Task requirements ▸ Wherever an image appears in the data, omit it and copy all the remaining text word for word.

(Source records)
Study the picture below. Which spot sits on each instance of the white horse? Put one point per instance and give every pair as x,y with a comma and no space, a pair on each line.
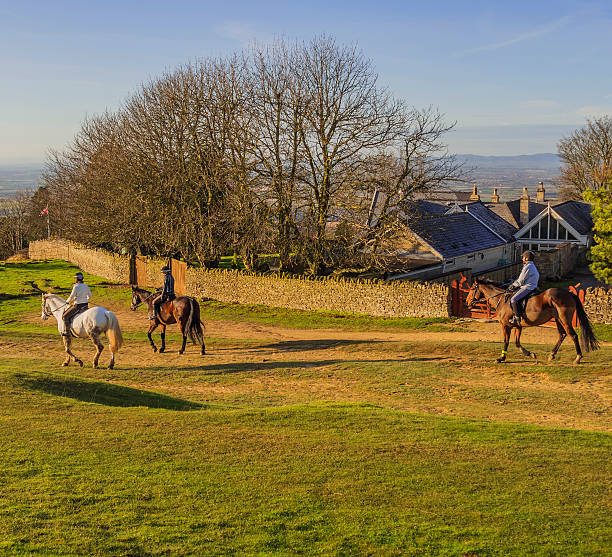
89,324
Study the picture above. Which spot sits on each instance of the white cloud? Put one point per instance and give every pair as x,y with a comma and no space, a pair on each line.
594,111
538,104
537,32
236,30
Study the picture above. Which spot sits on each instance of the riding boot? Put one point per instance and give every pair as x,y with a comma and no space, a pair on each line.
516,319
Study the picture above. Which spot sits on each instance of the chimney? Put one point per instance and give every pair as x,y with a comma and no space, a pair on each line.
524,208
540,193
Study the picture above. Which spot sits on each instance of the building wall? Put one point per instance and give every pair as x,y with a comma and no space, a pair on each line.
560,261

Answer below ▸
Study the picture below. Which spot sits on each instance of the white horse? Put one point per instance and give every pair as x,y with a comma and no space, a pair on each line.
89,324
Study the picture above. Which spot sits on each instance of the white cloud? Put one point per instance and give every pair as x,y with a comma and no space, a pair on each line.
594,111
538,104
537,32
236,30
Study the picture above. Which spot sits on each instance of the riding boot? Put one point per instance and give every pair as x,y with a comma and no space, a pair on each line.
516,319
Study the picture above. Which spot sits on each instance of the chimney? Put one point per instance and give every pair as x,y with a comma and no space, a pair on each line.
524,208
540,193
Study the picture above. Which spot sits on each instance of the building wall? Put one point per instance and give every pair as x,y with a comma and no space, a pair on each line.
560,261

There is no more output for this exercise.